[Point annotation dataset records]
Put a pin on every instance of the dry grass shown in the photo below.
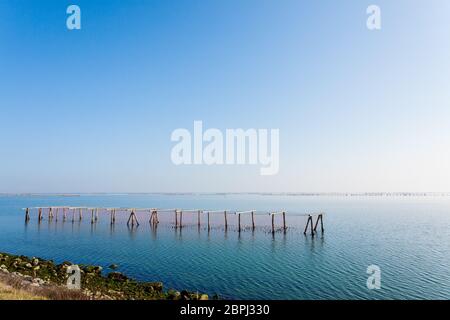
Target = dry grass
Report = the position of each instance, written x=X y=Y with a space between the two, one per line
x=13 y=288
x=9 y=293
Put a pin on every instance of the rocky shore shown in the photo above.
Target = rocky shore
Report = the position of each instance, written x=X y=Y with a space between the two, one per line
x=47 y=279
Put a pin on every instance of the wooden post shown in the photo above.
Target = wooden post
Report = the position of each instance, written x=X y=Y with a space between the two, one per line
x=253 y=220
x=317 y=222
x=226 y=222
x=181 y=219
x=307 y=224
x=319 y=217
x=130 y=219
x=239 y=222
x=176 y=218
x=273 y=223
x=135 y=218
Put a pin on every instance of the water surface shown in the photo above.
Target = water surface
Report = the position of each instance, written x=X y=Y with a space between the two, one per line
x=407 y=237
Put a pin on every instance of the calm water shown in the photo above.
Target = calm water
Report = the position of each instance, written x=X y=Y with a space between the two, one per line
x=407 y=237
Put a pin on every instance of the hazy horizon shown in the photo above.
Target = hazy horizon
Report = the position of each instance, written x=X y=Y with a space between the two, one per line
x=92 y=110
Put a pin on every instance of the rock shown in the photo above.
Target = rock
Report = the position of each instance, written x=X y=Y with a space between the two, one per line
x=184 y=295
x=28 y=278
x=117 y=276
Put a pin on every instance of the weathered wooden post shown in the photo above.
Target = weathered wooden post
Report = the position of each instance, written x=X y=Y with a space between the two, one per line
x=176 y=218
x=133 y=219
x=113 y=216
x=253 y=221
x=319 y=217
x=307 y=224
x=181 y=219
x=239 y=222
x=273 y=223
x=226 y=222
x=209 y=227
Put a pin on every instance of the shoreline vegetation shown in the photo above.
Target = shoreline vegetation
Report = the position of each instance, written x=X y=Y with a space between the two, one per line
x=25 y=278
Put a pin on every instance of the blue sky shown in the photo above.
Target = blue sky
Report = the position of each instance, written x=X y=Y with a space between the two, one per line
x=92 y=110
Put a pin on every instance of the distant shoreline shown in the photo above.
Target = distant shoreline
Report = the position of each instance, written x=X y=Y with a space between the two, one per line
x=294 y=194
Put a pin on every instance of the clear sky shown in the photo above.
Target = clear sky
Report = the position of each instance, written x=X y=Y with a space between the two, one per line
x=92 y=110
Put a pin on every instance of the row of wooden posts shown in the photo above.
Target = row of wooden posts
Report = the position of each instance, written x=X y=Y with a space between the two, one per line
x=178 y=217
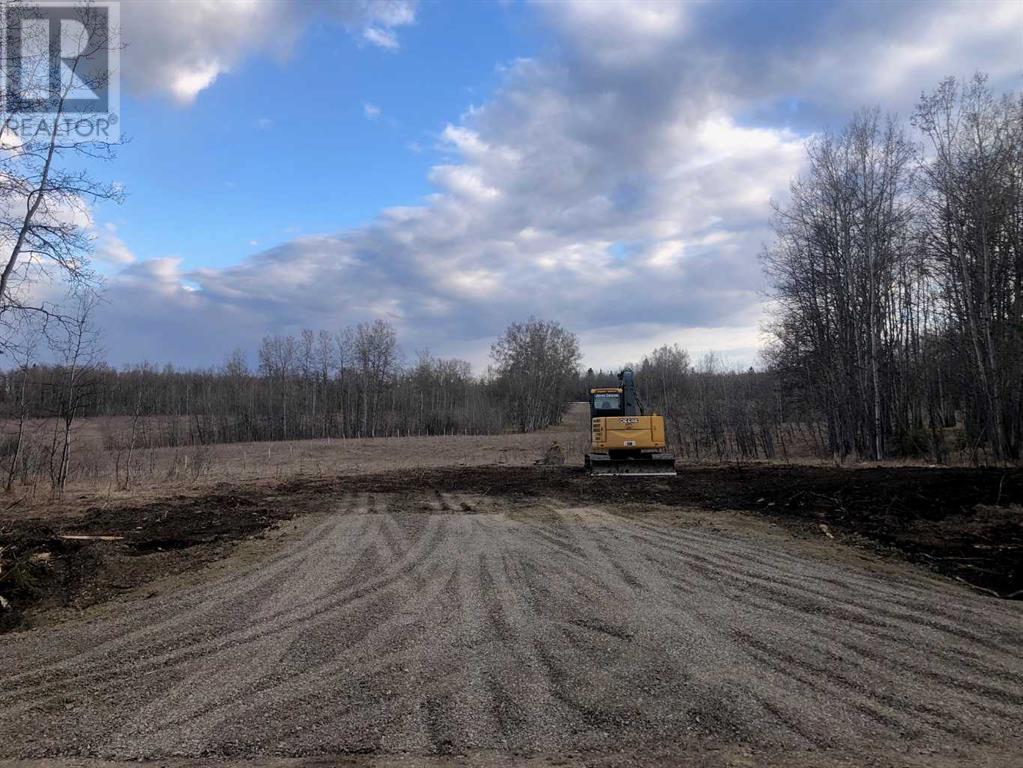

--- TO BE DONE ---
Go through the items above and copy out each line that contains the string "surface". Match case exactly.

--- REPLY ---
Put a pin on every instance of the water surface shown in the photo above.
Target = water surface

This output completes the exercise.